>> Begin Source

Video frezes for 5-10 sec when use VP9 or VP8-simulcast

vpoddubchak commented 4 years ago

Description

When we use VP9 codec, we constantly see video freezes during session. It happens also on pure licode with minor changes (codec and bitrate)

Steps to reproduce the issue:

Deploy licode from docker image
Change default codec to vp9 (in ./licode/rtp_media_config.js)
Change default resolution to 1280x720 ( in ./licode/extras/basic_example/public/script.js)
Change default bitrate to 1.5 Mbit, MaxBitrate to 3Mbit (in ./licode/scripts/licode_defaults.js)
Start basic example on external server with real network conditions (not locally)
Connect 2 participants and wait few minutes

Describe the results you received: One of participant see video freezes on remote video

From webrtc-internals I see that bitrate drops to 0 on receiver side (as you can see packets lost not always a reason of that): VP9_receiver then it start sending PLIs and NACKs: VP9_receiver_pli Each time, after 4th PLI it recovers.

>> End Source

To do:
a) List every file path that the video freeze report names for a change.
b) Set down word for word the part of the video freeze report between "Steps to reproduce" and "conditions (not locally)", inclusive.
c) According to the video freeze report, after which PLI does the video recover each time?
The lines that come next are separate material, apart from the video freeze report.

>> Begin Excerpted data

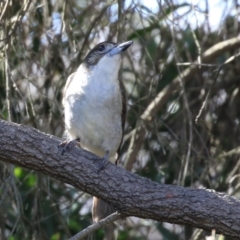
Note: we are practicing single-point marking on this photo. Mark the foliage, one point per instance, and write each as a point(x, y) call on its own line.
point(43, 42)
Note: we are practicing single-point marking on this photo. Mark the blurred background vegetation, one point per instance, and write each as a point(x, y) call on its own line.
point(43, 41)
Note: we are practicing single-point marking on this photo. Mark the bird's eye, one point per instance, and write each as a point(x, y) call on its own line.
point(101, 48)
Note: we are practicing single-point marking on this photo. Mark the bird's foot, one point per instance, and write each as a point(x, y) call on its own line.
point(67, 145)
point(104, 162)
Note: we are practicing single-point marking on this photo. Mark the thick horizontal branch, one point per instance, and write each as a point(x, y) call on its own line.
point(131, 194)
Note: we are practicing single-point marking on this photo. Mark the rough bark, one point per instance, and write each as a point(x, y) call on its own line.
point(131, 194)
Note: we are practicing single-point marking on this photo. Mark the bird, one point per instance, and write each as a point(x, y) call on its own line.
point(94, 103)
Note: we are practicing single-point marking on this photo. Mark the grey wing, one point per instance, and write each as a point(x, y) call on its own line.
point(69, 80)
point(124, 113)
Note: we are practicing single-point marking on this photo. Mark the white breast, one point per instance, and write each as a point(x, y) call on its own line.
point(93, 107)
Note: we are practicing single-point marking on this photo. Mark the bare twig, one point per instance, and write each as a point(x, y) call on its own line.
point(89, 230)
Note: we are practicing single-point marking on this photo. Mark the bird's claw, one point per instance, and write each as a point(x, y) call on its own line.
point(67, 145)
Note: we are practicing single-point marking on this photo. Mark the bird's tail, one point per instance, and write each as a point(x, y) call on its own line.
point(101, 209)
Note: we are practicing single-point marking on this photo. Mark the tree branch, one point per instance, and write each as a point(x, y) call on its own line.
point(132, 195)
point(162, 97)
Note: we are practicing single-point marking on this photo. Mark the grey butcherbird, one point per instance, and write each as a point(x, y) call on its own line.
point(95, 107)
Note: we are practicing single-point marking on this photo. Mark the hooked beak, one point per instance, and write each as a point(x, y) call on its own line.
point(120, 48)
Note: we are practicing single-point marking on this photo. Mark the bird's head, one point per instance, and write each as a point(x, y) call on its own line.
point(106, 55)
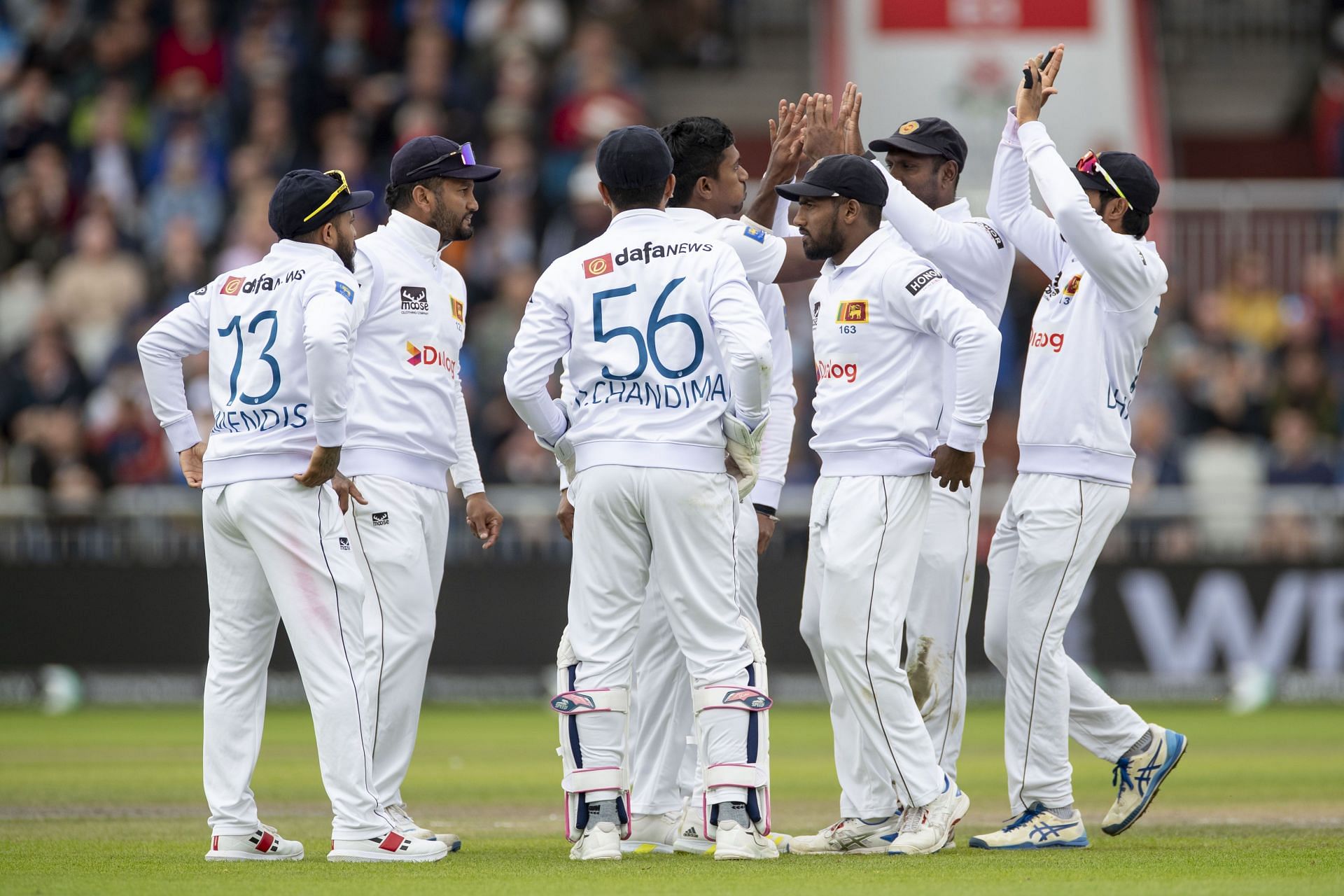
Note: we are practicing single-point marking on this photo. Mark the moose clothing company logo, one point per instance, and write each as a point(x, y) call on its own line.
point(1072, 288)
point(854, 312)
point(414, 300)
point(598, 266)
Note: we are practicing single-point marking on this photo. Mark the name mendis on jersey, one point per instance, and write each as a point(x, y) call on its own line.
point(656, 396)
point(260, 421)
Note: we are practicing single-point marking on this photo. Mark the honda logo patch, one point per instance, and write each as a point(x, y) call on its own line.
point(923, 280)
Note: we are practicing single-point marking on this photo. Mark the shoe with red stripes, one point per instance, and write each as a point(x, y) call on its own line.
point(264, 846)
point(387, 848)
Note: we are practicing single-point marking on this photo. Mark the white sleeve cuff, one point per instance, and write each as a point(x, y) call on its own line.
point(331, 433)
point(964, 437)
point(766, 492)
point(182, 434)
point(1011, 128)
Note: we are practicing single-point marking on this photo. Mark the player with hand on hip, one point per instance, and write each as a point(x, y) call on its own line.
point(1089, 333)
point(923, 167)
point(279, 335)
point(668, 359)
point(407, 433)
point(882, 317)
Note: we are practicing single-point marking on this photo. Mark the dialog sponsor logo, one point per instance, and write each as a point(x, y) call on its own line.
point(1054, 342)
point(839, 368)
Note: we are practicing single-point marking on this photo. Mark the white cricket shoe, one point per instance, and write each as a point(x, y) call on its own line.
point(1038, 828)
point(406, 827)
point(926, 830)
point(734, 841)
point(264, 846)
point(690, 839)
point(1140, 777)
point(690, 834)
point(600, 841)
point(848, 837)
point(387, 848)
point(651, 833)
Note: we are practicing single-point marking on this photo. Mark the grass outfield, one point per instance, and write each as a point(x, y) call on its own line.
point(108, 801)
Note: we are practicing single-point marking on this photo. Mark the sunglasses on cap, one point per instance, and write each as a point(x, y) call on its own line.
point(464, 150)
point(344, 186)
point(1091, 163)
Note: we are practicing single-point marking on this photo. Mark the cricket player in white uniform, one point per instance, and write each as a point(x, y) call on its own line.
point(279, 335)
point(924, 163)
point(407, 433)
point(1088, 340)
point(708, 197)
point(668, 359)
point(882, 317)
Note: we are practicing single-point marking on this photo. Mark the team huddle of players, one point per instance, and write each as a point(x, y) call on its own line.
point(672, 433)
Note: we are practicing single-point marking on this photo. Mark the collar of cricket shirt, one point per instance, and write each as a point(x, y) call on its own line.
point(420, 237)
point(956, 210)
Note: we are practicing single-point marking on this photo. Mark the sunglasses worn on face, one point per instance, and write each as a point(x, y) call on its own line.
point(464, 150)
point(1091, 163)
point(344, 186)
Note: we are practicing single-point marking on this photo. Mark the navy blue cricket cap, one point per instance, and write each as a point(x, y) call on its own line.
point(632, 158)
point(1130, 174)
point(840, 176)
point(425, 158)
point(926, 137)
point(307, 199)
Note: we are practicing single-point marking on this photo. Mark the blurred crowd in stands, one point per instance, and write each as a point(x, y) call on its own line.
point(141, 141)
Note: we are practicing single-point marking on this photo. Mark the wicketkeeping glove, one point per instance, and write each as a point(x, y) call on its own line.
point(562, 449)
point(743, 448)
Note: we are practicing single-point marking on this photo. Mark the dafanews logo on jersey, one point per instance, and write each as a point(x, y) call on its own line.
point(429, 356)
point(260, 284)
point(598, 266)
point(1072, 288)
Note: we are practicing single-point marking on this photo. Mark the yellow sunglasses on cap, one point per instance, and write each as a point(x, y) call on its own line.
point(1089, 164)
point(344, 186)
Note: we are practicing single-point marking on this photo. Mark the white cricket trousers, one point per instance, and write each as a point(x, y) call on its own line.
point(664, 771)
point(1044, 547)
point(277, 551)
point(626, 520)
point(863, 547)
point(401, 538)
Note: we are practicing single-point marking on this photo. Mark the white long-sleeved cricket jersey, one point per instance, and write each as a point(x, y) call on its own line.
point(762, 255)
point(879, 323)
point(406, 412)
point(971, 254)
point(1092, 324)
point(279, 335)
point(660, 335)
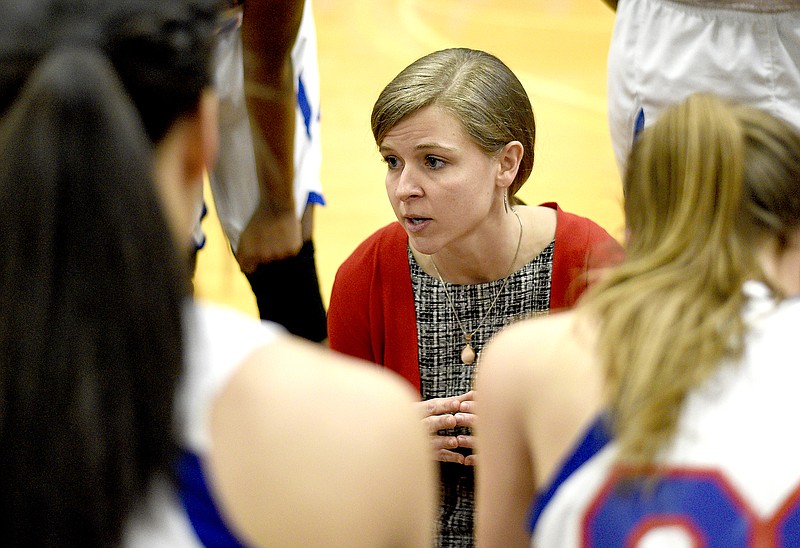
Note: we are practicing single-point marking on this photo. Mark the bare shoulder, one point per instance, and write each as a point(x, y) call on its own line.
point(541, 374)
point(536, 347)
point(330, 447)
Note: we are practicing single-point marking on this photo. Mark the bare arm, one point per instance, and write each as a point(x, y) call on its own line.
point(537, 390)
point(269, 29)
point(305, 452)
point(505, 481)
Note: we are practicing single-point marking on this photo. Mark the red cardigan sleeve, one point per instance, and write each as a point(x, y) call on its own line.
point(371, 313)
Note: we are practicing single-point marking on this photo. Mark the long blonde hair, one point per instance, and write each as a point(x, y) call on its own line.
point(705, 184)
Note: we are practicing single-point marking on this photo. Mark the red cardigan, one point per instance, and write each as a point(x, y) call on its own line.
point(371, 313)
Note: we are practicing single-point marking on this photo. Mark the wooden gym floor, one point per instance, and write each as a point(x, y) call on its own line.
point(558, 50)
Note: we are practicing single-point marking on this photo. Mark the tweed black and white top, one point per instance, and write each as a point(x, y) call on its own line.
point(442, 373)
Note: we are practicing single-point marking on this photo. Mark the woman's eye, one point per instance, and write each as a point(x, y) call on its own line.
point(433, 162)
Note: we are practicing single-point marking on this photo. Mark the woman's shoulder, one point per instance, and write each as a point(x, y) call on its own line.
point(538, 346)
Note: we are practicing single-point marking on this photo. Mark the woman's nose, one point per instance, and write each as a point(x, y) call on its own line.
point(406, 184)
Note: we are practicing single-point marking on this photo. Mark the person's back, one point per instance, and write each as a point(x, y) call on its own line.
point(730, 473)
point(657, 411)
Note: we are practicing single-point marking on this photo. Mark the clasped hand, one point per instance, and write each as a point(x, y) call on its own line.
point(445, 414)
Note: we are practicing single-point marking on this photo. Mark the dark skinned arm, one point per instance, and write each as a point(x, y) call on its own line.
point(269, 29)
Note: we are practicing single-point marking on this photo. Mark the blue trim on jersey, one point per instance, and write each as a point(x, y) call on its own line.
point(595, 438)
point(199, 505)
point(315, 198)
point(304, 105)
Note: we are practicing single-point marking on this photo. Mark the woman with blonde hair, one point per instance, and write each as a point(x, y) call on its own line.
point(657, 409)
point(422, 295)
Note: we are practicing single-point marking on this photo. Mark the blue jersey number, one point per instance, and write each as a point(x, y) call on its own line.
point(702, 505)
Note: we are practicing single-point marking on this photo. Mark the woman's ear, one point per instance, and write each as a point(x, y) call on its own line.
point(509, 159)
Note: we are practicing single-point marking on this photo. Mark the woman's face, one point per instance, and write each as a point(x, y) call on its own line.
point(441, 185)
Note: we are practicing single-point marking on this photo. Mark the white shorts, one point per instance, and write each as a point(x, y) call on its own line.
point(234, 184)
point(664, 50)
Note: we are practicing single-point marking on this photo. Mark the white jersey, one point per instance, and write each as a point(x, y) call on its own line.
point(234, 182)
point(218, 340)
point(661, 51)
point(732, 474)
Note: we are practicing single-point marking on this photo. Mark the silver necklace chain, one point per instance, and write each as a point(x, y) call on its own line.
point(468, 353)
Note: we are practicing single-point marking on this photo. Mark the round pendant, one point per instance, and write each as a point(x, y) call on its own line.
point(468, 355)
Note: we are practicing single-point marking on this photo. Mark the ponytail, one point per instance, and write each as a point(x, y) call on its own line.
point(91, 291)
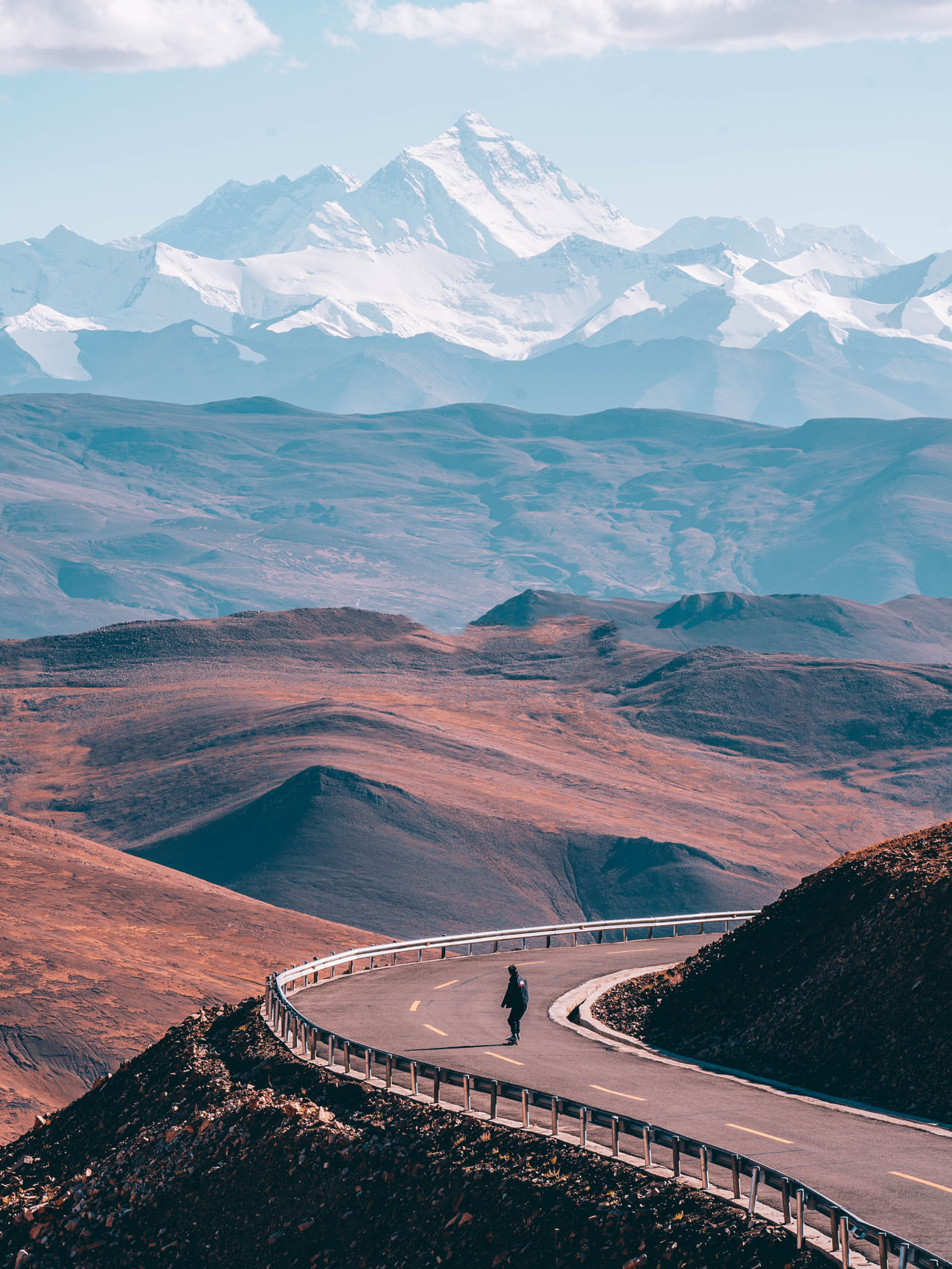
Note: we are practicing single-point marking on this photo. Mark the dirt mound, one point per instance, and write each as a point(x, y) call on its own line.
point(217, 1148)
point(301, 633)
point(100, 952)
point(843, 985)
point(536, 774)
point(338, 846)
point(914, 628)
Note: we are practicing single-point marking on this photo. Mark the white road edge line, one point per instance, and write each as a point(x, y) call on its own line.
point(583, 997)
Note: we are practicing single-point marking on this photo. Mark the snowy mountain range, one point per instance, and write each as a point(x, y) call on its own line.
point(471, 268)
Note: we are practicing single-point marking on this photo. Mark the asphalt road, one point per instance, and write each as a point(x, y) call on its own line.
point(447, 1011)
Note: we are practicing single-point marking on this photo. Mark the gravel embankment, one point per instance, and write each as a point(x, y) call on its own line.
point(216, 1148)
point(843, 985)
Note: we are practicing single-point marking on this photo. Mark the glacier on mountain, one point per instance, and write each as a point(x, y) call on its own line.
point(480, 244)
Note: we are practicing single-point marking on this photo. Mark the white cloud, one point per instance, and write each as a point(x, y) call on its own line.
point(551, 28)
point(127, 34)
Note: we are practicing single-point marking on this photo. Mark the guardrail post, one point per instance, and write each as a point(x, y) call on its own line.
point(754, 1188)
point(800, 1220)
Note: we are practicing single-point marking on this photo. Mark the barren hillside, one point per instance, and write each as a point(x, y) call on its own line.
point(368, 770)
point(100, 953)
point(843, 985)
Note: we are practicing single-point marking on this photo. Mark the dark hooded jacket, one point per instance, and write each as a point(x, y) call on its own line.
point(517, 995)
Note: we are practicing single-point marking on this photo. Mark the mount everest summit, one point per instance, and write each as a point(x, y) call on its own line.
point(471, 268)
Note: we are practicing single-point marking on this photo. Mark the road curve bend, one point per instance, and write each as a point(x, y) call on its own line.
point(448, 1011)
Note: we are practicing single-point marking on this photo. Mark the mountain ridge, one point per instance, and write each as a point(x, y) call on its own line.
point(476, 240)
point(113, 509)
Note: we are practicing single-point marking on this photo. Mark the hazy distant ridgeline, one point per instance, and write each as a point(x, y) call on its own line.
point(913, 628)
point(473, 269)
point(116, 509)
point(362, 768)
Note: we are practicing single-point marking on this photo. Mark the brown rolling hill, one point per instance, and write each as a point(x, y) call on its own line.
point(843, 985)
point(916, 628)
point(100, 953)
point(365, 770)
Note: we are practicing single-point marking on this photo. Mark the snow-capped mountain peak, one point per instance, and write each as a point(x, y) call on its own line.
point(473, 191)
point(264, 219)
point(464, 255)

>> End Excerpted data

Results for each task:
a)
./licode/rtp_media_config.js
./licode/extras/basic_example/public/script.js
./licode/scripts/licode_defaults.js

b)
Steps to reproduce the issue:

Deploy licode from docker image
Change default codec to vp9 (in ./licode/rtp_media_config.js)
Change default resolution to 1280x720 ( in ./licode/extras/basic_example/public/script.js)
Change default bitrate to 1.5 Mbit, MaxBitrate to 3Mbit (in ./licode/scripts/licode_defaults.js)
Start basic example on external server with real network conditions (not locally)

c) It recovers after the 4th PLI.